* **What the exercise asks**: Write what comes next on the patch page about making the posix worker always call os._exit, picking up after the last sentence shown below.

Patchwork [2,of,2] worker: use os._exit for posix worker in all cases

login
register
mail settings
Submitter Jun Wu
Date Nov. 24, 2016, 1:17 a.m.
Message ID <6c8735bfbf00b224e3f1.1479950270@x1c>
Download mbox | patch
Permalink /patch/17741/
State Accepted
Headers show

Comments

Jun Wu - Nov. 24, 2016, 1:17 a.m.
# HG changeset patch
# User Jun Wu <quark@fb.com>
# Date 1479950134 0
#      Thu Nov 24 01:15:34 2016 +0000
# Node ID 6c8735bfbf00b224e3f158242e1078d0fe667a42
# Parent  c76f0d4bdee6bfbd7bda771d5c05939d1d4cb132
# Available At https://bitbucket.org/quark-zju/hg-draft
#              hg pull https://bitbucket.org/quark-zju/hg-draft -r 6c8735bfbf00
worker: use os._exit for posix worker in all cases

Like commandserver, the worker should never run other resource cleanup logic.

Previously this is not true for workers if they have exceptions other than
KeyboardInterrupt.

This actually caused a real-world deadlock with remotefilelog:

1. remotefilelog/fileserverclient creates a sshpeer. pipei/o/e get created.

* **Given data**:
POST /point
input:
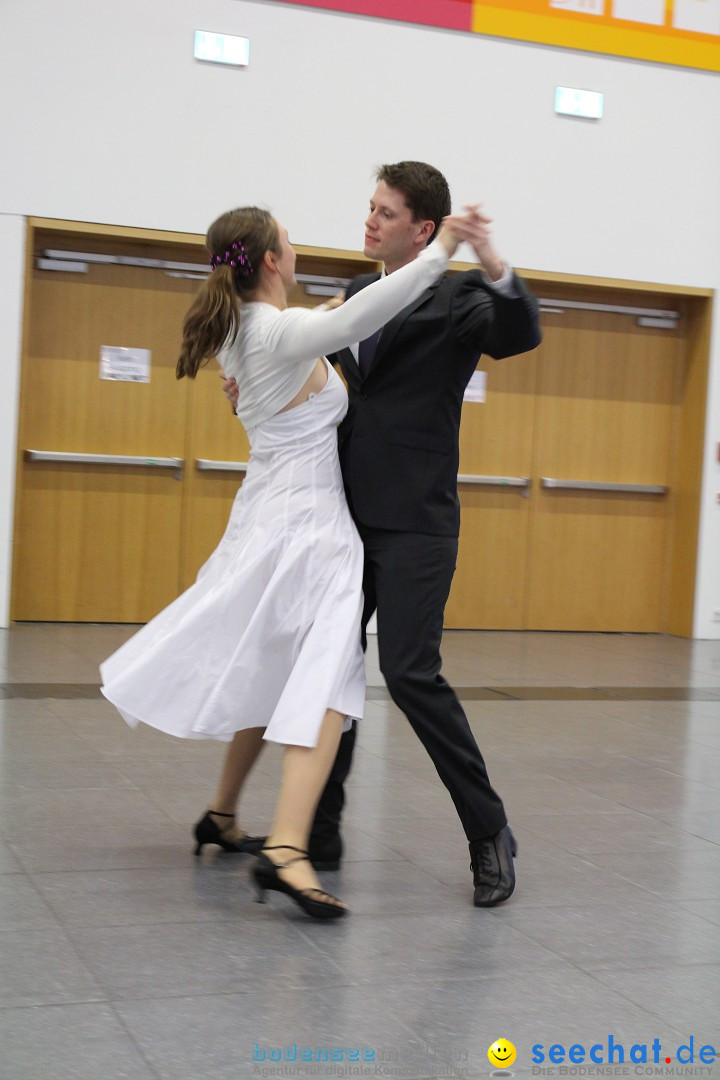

* **Answer for this exercise**:
2. worker inherits that sshpeer's pipei/o/e.
3. worker runs sshpeer.cleanup (only happens without os._exit)
4. worker closes pipeo/i, which will normally make the sshpeer read EOF from
   its stdin and exit. But the master process still have pipeo, so no EOF.
5. worker reads pipee (stderr of sshpeer), which never completes because
   the ssh process does not exit, does not close its stderr.
6. master waits for all workers, which never completes because they never
   complete sshpeer.cleanup.

This could also be addressed by closing these fds after fork, which is not
easy because Python 2.x does not have an official "afterfork" hook. Hacking
os.fork is also ugly. Besides, sshpeer is probably not the only troublemarker.

The patch changes _posixworker so all its code paths will use os._exit to
avoid running unwanted resource clean-ups.
Jun Wu - Nov. 24, 2016, 1:22 a.m.
The previous version is at https://www.mercurial-scm.org/pipermail/mercurial-devel/2016-August/087058.html
It's 3 months ago so I didn't mark the current one as V2. I changed the
title a bit so whatever automation would handle this correctly.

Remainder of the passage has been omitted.